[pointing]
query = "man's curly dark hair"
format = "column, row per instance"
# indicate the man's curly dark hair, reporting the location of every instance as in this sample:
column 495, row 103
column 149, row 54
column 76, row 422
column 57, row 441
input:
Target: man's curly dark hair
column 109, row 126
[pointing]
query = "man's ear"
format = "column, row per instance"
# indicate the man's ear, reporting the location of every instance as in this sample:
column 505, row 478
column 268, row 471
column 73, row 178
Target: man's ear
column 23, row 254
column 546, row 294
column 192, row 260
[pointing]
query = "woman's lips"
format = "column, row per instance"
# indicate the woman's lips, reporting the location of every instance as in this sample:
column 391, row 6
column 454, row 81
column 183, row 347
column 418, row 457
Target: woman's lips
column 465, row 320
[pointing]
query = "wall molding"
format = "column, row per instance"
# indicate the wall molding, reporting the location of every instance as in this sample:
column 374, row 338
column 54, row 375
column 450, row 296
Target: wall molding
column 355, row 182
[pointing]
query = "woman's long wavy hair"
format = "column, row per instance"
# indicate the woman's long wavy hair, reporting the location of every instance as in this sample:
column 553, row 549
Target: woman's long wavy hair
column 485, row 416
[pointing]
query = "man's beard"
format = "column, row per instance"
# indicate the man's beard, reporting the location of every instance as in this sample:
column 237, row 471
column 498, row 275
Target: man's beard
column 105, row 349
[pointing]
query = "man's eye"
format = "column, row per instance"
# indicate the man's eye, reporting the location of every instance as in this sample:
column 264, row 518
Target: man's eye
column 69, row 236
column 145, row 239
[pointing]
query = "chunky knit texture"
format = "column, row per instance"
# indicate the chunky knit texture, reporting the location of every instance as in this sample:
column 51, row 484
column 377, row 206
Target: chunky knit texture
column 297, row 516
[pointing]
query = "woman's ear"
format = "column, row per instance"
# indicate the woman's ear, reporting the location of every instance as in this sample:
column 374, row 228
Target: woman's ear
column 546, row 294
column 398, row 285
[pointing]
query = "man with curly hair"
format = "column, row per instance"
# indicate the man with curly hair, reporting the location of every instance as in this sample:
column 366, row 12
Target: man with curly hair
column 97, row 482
++++
Reproduce the entire listing above word for word, from its first line to its last.

*CORRECT ANSWER*.
[pointing]
query = "man's curly dark hair"
format = "column, row per instance"
# indicate the man's curly dark hair, reporting the location of every instance as in this sample:
column 495, row 103
column 149, row 54
column 76, row 422
column 57, row 441
input:
Target: man's curly dark hair
column 109, row 126
[pointing]
query = "man's ear"
format = "column, row per instance"
# indicate the man's ear, reporting the location of every instance as in this sample:
column 505, row 478
column 268, row 471
column 73, row 178
Target: man's ear
column 23, row 254
column 546, row 294
column 192, row 260
[pointing]
query = "woman's lips"
format = "column, row per instance"
# indicate the woman's lips, reporting the location of every instance as in this sample:
column 391, row 6
column 454, row 81
column 183, row 347
column 418, row 457
Target: woman's lips
column 465, row 320
[pointing]
query = "wall molding"
format = "column, row per instance"
# indicate the wall molding, reporting the location of every instance as in this sample:
column 374, row 338
column 54, row 375
column 450, row 296
Target: wall molding
column 355, row 182
[pointing]
query = "woman's long wavy hair"
format = "column, row per instance"
# indicate the woman's long wavy hair, reporting the location of every instance as in this sample:
column 553, row 549
Target: woman's long wavy hair
column 485, row 416
[pointing]
query = "man's beard"
format = "column, row per instance"
# indicate the man's beard, reporting the location of every instance as in this sample:
column 237, row 471
column 498, row 275
Target: man's beard
column 105, row 349
[pointing]
query = "man's eye"
format = "column, row per instance"
# indicate the man's eye, reporting the location of every instance as in this sample:
column 264, row 518
Target: man's eye
column 69, row 236
column 145, row 239
[pointing]
query = "chunky knit texture"
format = "column, row per instance"
# indicate the chunky knit texture, reporting the location of every instance as in this sample:
column 51, row 484
column 377, row 206
Target: chunky knit texture
column 297, row 516
[pointing]
query = "woman's ear"
format = "column, row per instance"
# indicate the woman's ear, reporting the location of every instance as in this sample:
column 374, row 228
Target: woman's ear
column 546, row 294
column 398, row 285
[pointing]
query = "man with curly hair"
format = "column, row per instance"
# indicate the man with curly hair, reporting the location of every instance as in this sample:
column 366, row 12
Target: man with curly hair
column 97, row 482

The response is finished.